The problem: The entries below must be retyped in full. Keep every word the same.

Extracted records
· · · · ·

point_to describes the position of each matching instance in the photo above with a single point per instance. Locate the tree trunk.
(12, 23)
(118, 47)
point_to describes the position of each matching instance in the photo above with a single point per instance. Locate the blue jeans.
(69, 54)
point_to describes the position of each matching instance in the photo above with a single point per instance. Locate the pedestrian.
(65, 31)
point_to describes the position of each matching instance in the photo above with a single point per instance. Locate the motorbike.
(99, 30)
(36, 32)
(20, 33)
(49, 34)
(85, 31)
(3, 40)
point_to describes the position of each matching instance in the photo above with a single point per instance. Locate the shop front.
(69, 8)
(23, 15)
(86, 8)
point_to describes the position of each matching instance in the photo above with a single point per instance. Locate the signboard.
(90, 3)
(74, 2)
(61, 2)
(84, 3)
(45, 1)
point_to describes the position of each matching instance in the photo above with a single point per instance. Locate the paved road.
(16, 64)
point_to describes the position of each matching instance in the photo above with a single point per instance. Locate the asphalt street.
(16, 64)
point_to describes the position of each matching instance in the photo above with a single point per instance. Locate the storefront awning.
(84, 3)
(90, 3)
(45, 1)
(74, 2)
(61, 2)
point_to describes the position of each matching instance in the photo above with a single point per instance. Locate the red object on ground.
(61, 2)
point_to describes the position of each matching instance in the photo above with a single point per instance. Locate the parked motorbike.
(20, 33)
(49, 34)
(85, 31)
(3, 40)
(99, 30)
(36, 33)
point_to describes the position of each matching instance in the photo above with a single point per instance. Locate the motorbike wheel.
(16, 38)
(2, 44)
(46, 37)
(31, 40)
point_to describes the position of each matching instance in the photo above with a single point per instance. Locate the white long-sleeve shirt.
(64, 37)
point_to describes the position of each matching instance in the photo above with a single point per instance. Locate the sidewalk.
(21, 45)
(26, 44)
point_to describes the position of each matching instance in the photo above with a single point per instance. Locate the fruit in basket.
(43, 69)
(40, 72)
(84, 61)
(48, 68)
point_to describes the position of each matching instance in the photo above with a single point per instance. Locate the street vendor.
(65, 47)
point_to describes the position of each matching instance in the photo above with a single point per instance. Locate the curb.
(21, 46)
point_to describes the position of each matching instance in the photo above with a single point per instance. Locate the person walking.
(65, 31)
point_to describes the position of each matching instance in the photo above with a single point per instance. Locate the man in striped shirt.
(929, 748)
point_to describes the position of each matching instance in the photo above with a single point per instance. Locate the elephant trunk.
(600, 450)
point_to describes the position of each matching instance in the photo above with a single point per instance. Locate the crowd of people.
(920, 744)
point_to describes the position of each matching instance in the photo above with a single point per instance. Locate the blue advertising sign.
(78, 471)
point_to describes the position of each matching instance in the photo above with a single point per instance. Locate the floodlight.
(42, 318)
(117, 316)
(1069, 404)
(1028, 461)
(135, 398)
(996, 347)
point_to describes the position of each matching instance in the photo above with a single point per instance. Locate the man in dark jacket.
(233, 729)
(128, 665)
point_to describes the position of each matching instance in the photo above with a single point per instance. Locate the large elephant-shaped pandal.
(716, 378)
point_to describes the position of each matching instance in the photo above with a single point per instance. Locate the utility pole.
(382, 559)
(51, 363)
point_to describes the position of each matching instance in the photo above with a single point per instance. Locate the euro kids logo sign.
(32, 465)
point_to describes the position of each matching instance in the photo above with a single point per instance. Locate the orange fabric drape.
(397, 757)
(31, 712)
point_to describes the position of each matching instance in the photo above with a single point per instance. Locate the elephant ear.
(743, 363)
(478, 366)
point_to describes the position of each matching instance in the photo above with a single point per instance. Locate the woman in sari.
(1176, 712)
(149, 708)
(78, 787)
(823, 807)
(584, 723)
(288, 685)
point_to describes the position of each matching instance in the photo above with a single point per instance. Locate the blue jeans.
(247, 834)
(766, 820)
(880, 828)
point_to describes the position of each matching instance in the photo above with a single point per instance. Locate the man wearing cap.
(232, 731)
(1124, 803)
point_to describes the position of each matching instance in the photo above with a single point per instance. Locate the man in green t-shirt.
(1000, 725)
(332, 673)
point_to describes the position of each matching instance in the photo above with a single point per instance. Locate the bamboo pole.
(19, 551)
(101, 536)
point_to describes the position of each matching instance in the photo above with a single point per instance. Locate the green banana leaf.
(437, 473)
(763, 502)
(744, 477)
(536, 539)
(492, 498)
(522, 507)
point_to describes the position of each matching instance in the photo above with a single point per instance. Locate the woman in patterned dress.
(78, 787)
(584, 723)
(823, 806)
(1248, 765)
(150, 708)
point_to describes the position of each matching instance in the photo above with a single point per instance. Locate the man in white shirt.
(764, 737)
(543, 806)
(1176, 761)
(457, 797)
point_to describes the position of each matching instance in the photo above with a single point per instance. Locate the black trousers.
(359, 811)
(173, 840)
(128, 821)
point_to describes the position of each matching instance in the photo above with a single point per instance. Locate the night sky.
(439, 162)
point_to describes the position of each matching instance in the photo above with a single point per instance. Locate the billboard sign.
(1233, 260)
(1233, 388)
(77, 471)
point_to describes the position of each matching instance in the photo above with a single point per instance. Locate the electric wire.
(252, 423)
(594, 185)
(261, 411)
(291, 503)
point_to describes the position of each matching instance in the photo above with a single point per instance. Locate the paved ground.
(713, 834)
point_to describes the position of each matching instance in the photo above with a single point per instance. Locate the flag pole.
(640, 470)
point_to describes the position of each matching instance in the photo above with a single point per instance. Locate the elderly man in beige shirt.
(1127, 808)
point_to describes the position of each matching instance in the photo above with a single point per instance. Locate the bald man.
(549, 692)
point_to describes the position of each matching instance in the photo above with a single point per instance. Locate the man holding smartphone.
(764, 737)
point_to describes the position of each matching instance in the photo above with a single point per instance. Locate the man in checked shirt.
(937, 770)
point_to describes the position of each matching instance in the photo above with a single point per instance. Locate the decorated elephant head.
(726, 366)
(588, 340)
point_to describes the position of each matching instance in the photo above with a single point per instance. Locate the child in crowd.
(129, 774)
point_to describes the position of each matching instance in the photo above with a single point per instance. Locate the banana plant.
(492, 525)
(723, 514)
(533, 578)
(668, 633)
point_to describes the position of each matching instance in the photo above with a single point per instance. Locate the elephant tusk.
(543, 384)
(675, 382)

· · · · ·

Answer to the problem:
point_to describes the position of each matching instance in the photo above with a single point per instance. Locate the tree trunk.
(12, 23)
(118, 47)
point_to describes the position of each matching instance in the photo above with a single point per instance. Locate the blue jeans.
(69, 54)
point_to describes the position of each matching instance in the photo above with a single point per instance. Locate the pedestrian.
(65, 31)
point_to describes the position of each matching instance in the photo above with a single point per instance. Locate the motorbike.
(99, 30)
(36, 32)
(20, 33)
(49, 34)
(85, 31)
(3, 40)
point_to describes the position of each matching instance in the photo above with a single point per instance. Locate the shop front.
(69, 8)
(23, 15)
(86, 8)
point_to describes the position of each matching instance in the photo above with a single point per instance. Locate the signboard.
(90, 3)
(74, 2)
(61, 2)
(84, 3)
(45, 1)
point_to describes the position of each matching instance in the photo above with a single point per instance. Locate the paved road.
(16, 64)
point_to describes the position of each matching instance in the photo above with a single point per instance. Locate the asphalt street.
(16, 64)
point_to describes the position of each matching instance in the photo above with a single point per instance. Locate the storefront awning.
(84, 3)
(90, 3)
(45, 1)
(74, 2)
(61, 2)
point_to describes the position of each matching instance in the photo above with a single point per instance. Locate the red object on ground.
(61, 2)
point_to describes the position of each matching instance in the photo above with a single point per instance. Locate the parked motorbike.
(20, 33)
(49, 34)
(85, 31)
(3, 40)
(99, 30)
(36, 33)
point_to describes the position of each matching instance in the photo above with a single point per instance. Locate the motorbike wheel.
(16, 38)
(2, 44)
(46, 37)
(31, 40)
point_to describes the position of each matching instance in the photo above with a single point per instance. Locate the white long-sleeve shirt.
(64, 37)
point_to describes the position of each matching instance in the photo above with a single point per instance. Locate the sidewalk.
(21, 45)
(26, 44)
point_to describes the position of each matching instance in the photo above with a single point per instance. Locate the fruit in basket.
(43, 69)
(40, 72)
(84, 61)
(48, 68)
point_to describes the position of each matching instance in the photo above with a single point per instance. Locate the street vendor.
(65, 47)
point_to describes the position of each matching instance in the photo above with a single point per instance. Locate the curb.
(21, 46)
point_to describes the position of each matching instance in the photo above with a single point per instance. Locate the person walking.
(65, 31)
point_to describes the position of each matching instance in the photo above with a single point per instance. Locate the man in striped shirt.
(929, 748)
point_to describes the position of each matching instance in the photo above with a single point per instance. Locate the elephant trunk.
(600, 450)
point_to describes the position of each matching instance in the photo above with a single point per instance. Locate the crowd of people.
(920, 744)
point_to describes the position of each matching instance in the photo above with a single point per instance. Locate the blue advertising sign.
(78, 471)
point_to describes the position of each matching instance in the photo above with a single point per instance. Locate the floodlight.
(42, 318)
(117, 316)
(1069, 404)
(1028, 461)
(135, 398)
(996, 347)
point_to describes the position of each matching instance in the photo above with a single point per instance. Locate the man in dark jacket.
(233, 729)
(128, 665)
point_to describes the position of each matching instance in the photo above with a single point per instance. Locate the large elephant-shaped pandal.
(716, 378)
point_to describes the position of each matching instance in the photo above with a single point per instance. Locate the utility pole.
(382, 559)
(51, 363)
point_to describes the position of each matching instance in the photo above with a single point per instance. Locate the euro kids logo sign.
(32, 465)
point_to describes the position of each matching instance in the photo above with a single point per instance. Locate the orange fabric drape.
(397, 757)
(31, 712)
point_to describes the position of each matching instance in the photo above with a single point per instance. Locate the elephant ear.
(743, 363)
(478, 366)
point_to describes the position of each matching instance in the photo above with a single point per instance. Locate the woman in sari.
(1176, 712)
(149, 708)
(78, 787)
(823, 807)
(584, 723)
(288, 685)
point_to describes the position of each matching instance in the photo above with a single point per instance. Locate the blue jeans.
(247, 834)
(766, 820)
(880, 828)
point_to describes the position of each matching instance in the photo above with a single point per instance. Locate the man wearing cap.
(232, 731)
(1124, 803)
point_to describes the position of each matching instance in the photo above with a single point per instance. Locate the man in green t-shirt.
(1000, 725)
(332, 673)
point_to describes the position of each matching instance in the photo above with a single point per instance. Locate the bamboo pole.
(19, 551)
(101, 536)
point_to describes the position of each matching instance in the photo above with a single point per instance. Locate the green banana leaf.
(437, 473)
(763, 502)
(744, 477)
(536, 539)
(492, 498)
(522, 507)
point_to describes the position of each matching instance in the photo above with a single point per instance. Locate the woman in patterned dress.
(78, 787)
(584, 723)
(823, 806)
(1248, 765)
(150, 708)
point_to describes the position of each matching instance in the photo above with a single point per instance. Locate the man in white shirt.
(764, 737)
(543, 806)
(1176, 761)
(457, 797)
point_to describes the position of each matching instance in the photo above with a single point per instance. Locate the black trousers.
(359, 811)
(173, 840)
(128, 821)
point_to describes the position of each matching instance in the photo above with a single point per instance. Locate the night sky.
(439, 162)
point_to describes the position of each matching instance in the photo above with a single point per instance. Locate the billboard sign.
(1233, 260)
(1233, 388)
(77, 471)
point_to describes the position of each matching instance in the photo above with a single point per instance. Locate the electric wire.
(252, 423)
(594, 185)
(261, 411)
(291, 503)
point_to describes the position of each matching instance in the photo above with a single point per instance. Locate the paved ground.
(713, 834)
point_to describes the position of each matching instance in the photo above with a single point per instance. Locate the flag pole.
(640, 470)
point_to describes the position of each matching instance in the photo above with a single point per instance. Locate the elderly man in beige shirt.
(1127, 808)
point_to describes the position of each matching instance in the photo above with a single point per instance. Locate the bald man.
(549, 692)
point_to describes the position of each matching instance in the photo above with a single point per instance. Locate the man holding smartphone.
(764, 737)
point_to describes the position of each matching instance in the photo above with a single point per instance. Locate the man in checked shirt.
(937, 770)
point_to describes the position of each matching instance in the photo above with a single point per instance. Locate the decorated elephant head.
(726, 366)
(588, 340)
point_to describes the position of each matching instance in the photo above with a single point per instance. Locate the child in crowd.
(129, 774)
point_to describes the position of each matching instance in the photo above with a single point per instance. Locate the banana plant.
(492, 525)
(723, 514)
(533, 578)
(668, 633)
point_to describes the position of each matching instance in the photo above with a single point per instance. Locate the elephant tusk.
(543, 384)
(675, 382)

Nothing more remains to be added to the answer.